(Beginning of DATA SHOWN)

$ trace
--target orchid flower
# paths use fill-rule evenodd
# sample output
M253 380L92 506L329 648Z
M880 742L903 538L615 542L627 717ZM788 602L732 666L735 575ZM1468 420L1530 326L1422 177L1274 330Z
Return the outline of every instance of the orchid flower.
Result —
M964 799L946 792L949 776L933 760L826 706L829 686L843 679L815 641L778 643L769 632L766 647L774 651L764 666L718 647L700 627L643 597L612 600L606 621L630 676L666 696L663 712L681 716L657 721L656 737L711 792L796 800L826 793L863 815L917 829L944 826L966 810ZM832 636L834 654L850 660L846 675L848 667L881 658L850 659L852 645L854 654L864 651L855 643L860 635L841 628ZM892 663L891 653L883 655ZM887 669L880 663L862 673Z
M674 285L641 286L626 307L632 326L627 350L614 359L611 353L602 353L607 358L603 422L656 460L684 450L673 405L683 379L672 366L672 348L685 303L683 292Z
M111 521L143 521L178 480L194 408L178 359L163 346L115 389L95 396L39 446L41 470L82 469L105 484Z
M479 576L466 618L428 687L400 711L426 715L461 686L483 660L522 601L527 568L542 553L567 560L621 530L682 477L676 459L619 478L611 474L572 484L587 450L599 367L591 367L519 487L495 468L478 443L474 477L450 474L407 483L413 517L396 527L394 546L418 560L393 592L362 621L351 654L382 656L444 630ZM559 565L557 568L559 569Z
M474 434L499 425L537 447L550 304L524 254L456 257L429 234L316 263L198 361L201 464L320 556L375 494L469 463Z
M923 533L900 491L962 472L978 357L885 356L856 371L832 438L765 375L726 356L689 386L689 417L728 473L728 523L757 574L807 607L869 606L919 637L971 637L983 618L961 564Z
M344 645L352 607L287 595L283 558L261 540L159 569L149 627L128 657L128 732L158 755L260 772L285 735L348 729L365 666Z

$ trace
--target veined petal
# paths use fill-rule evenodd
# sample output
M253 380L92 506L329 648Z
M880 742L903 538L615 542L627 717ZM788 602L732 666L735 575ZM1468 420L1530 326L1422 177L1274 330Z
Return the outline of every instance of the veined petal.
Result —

(End of DATA SHOWN)

* TO DO *
Restate the whole listing exactly.

* REPLY *
$ trace
--target orchid flower
# paths use fill-rule evenodd
# sample output
M253 380L92 506L329 648Z
M880 742L903 538L615 542L627 717ZM788 602L732 666L735 575ZM1468 420L1530 326L1422 177L1274 330Z
Return the outline of every instance of the orchid flower.
Result —
M964 799L946 792L949 776L933 760L826 706L829 686L843 679L815 641L778 643L769 632L766 647L774 651L764 666L718 647L700 627L643 597L612 600L606 621L630 676L666 696L663 712L681 716L657 721L656 737L711 792L796 800L826 793L863 815L917 829L944 826L966 810ZM832 636L834 654L850 660L846 675L848 667L881 658L850 659L852 645L854 654L864 651L855 643L860 635L841 628ZM892 663L891 653L883 655ZM887 669L880 663L862 673Z
M674 285L641 286L626 307L632 326L627 350L614 359L611 353L602 353L607 358L603 422L656 460L684 450L673 405L683 379L672 366L672 348L685 303L683 292Z
M111 521L143 521L178 480L194 408L178 359L163 346L115 389L95 396L39 446L41 470L82 469L105 484Z
M479 576L466 618L428 687L400 711L426 715L461 686L483 660L522 601L527 568L542 553L567 560L621 530L682 477L676 459L619 478L611 474L572 484L587 450L599 367L591 367L519 487L495 468L478 443L474 477L450 474L407 483L413 517L396 527L394 546L418 560L393 592L362 621L351 654L382 656L444 630ZM559 565L557 568L559 569Z
M474 434L499 425L537 447L550 304L524 254L456 257L429 234L316 263L198 361L201 464L320 556L375 494L469 463Z
M923 533L900 491L962 472L978 357L885 356L856 371L832 438L765 375L726 356L689 386L689 417L728 473L728 523L757 574L807 607L869 606L919 637L971 637L983 618L961 564Z
M344 645L352 607L287 595L283 558L261 540L159 569L149 627L128 657L128 732L158 755L260 772L285 735L348 729L365 666Z

$ trace
--target veined petal
# paths use fill-rule evenodd
# sample output
M253 380L92 506L329 648Z
M880 742L903 538L615 542L627 717ZM788 602L732 666L735 575ZM1468 420L1530 326L1422 177L1274 330Z
Return the outline of every instance of the veined petal.
Result —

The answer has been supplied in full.